[Entries contained in a dataset]
________________

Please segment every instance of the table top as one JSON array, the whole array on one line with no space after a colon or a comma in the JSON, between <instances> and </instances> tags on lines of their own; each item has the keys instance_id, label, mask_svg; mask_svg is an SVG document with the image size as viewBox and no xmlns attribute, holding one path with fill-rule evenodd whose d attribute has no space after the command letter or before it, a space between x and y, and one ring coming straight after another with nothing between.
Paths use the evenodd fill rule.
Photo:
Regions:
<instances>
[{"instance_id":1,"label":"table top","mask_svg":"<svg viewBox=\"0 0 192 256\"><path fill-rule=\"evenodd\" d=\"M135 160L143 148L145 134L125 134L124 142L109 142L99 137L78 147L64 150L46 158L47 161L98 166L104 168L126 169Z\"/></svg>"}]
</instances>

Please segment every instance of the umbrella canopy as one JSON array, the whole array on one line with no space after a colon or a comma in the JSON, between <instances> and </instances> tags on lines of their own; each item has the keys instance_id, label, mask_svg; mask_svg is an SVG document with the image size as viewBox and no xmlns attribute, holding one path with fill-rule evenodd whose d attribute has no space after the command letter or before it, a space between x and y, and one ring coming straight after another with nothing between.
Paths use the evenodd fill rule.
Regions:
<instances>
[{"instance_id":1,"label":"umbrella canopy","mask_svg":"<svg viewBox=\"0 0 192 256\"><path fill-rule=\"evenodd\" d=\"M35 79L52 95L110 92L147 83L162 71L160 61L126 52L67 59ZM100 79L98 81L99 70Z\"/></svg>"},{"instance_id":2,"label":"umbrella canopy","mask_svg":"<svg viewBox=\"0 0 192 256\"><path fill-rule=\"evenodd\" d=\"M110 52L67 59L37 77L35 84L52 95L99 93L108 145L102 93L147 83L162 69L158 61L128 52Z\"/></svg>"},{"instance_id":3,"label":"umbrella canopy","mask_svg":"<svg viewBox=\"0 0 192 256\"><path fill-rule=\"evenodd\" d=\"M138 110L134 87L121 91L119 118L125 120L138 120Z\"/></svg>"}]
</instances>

________________

State how many lines in the entries above contain the string "item". Reply with the number alone.

2